GOAL OF THE EXERCISE:
Rewrite the material starting at the line containing "Localize grey container" and ending at the line containing "663, 367, 683, 385", requests included, and increase every coordinate in the answers by 132. Leave the requests and their format samples unchanged.

Records from a collection:

******

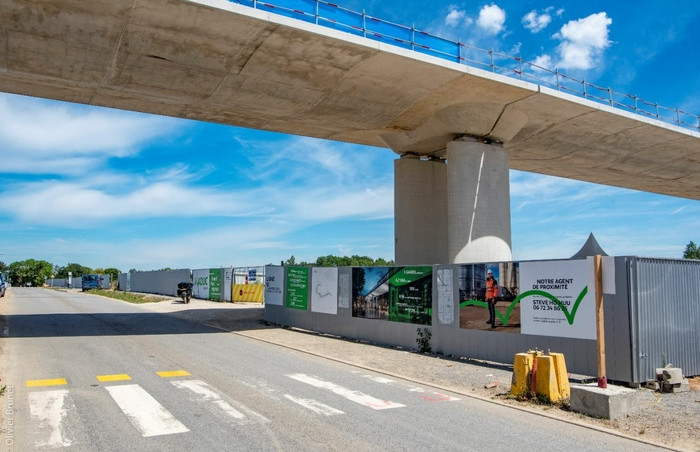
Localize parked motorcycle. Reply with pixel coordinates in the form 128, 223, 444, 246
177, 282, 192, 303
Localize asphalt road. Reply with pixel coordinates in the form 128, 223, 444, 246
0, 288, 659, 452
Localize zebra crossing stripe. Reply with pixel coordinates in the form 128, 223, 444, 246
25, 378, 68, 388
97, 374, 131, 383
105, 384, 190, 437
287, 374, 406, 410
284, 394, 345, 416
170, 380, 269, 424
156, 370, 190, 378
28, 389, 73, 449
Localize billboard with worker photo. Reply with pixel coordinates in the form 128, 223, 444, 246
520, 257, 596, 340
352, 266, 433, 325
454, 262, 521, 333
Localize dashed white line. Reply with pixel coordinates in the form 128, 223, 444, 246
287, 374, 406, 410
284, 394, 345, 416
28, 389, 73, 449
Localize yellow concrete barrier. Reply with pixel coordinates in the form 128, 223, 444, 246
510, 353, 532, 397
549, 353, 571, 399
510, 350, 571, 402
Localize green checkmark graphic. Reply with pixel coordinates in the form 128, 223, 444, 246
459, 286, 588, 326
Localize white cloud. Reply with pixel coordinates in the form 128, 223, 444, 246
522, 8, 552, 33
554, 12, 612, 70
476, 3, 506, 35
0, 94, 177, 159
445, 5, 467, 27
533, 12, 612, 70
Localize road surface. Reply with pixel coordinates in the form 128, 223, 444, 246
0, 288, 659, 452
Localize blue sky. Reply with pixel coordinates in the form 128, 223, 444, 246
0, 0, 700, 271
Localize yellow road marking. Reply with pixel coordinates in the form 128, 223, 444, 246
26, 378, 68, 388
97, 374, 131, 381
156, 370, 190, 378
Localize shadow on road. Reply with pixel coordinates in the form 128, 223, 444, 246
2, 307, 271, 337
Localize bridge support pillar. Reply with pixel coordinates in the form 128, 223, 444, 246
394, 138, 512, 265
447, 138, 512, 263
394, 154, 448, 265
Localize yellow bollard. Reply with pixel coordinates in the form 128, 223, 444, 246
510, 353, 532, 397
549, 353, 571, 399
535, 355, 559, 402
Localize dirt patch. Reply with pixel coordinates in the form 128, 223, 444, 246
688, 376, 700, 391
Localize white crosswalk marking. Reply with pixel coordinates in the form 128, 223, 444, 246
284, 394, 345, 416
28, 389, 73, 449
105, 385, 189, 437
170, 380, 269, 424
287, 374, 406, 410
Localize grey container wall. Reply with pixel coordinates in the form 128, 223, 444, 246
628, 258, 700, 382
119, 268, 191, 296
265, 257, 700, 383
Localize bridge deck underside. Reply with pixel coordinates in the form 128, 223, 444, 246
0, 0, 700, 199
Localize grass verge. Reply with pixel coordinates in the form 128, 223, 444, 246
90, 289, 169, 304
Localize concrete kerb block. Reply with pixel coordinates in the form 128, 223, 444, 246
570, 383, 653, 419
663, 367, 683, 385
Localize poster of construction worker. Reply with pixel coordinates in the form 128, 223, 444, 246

******

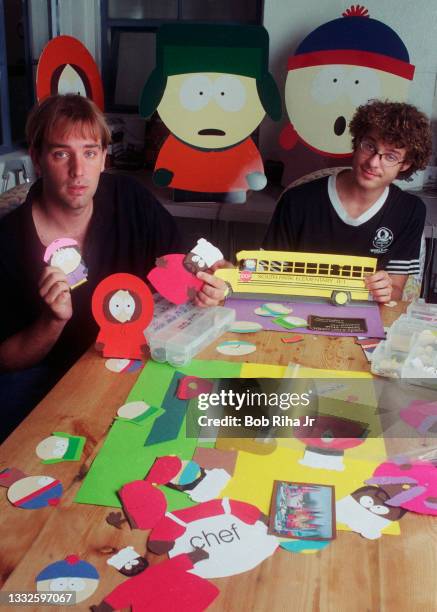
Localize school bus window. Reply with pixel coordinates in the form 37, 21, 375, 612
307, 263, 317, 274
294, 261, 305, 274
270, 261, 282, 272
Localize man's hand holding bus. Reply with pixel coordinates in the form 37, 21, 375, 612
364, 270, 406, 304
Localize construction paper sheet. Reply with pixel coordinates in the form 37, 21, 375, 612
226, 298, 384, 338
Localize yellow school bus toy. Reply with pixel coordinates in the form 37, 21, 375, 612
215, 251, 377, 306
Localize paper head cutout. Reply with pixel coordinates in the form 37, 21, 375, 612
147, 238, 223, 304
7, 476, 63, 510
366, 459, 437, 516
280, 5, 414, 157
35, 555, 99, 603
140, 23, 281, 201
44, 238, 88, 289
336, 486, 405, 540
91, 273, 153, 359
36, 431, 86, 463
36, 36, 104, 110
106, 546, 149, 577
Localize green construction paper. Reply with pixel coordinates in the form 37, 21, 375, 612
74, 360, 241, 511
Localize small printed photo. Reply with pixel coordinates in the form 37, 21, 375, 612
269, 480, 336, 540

******

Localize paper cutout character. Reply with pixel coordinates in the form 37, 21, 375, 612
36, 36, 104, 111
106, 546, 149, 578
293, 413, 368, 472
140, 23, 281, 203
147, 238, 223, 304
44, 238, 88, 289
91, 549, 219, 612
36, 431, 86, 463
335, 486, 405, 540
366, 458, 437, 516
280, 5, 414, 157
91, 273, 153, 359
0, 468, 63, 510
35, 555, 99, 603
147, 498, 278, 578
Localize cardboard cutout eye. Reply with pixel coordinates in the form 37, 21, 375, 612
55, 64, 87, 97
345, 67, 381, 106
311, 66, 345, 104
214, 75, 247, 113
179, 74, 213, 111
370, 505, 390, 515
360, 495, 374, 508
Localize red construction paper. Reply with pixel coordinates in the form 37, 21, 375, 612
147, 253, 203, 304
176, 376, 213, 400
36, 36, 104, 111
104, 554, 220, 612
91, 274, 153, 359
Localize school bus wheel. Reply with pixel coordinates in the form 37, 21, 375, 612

******

FINISHED ANSWER:
Localize grey container wall. Reply with pixel coordinates in the form 128, 223, 444, 246
760, 390, 832, 514
251, 400, 323, 428
397, 389, 832, 515
Localize bridge deck underside. Reply with pixel coordinates in the form 128, 223, 444, 246
132, 132, 832, 331
Localize grass verge. Reply with pixel coordinates in the form 128, 223, 444, 246
222, 421, 301, 436
Localize concrete kerb block. Reply with pixel coordinates in the form 128, 223, 444, 246
702, 515, 785, 551
795, 499, 815, 517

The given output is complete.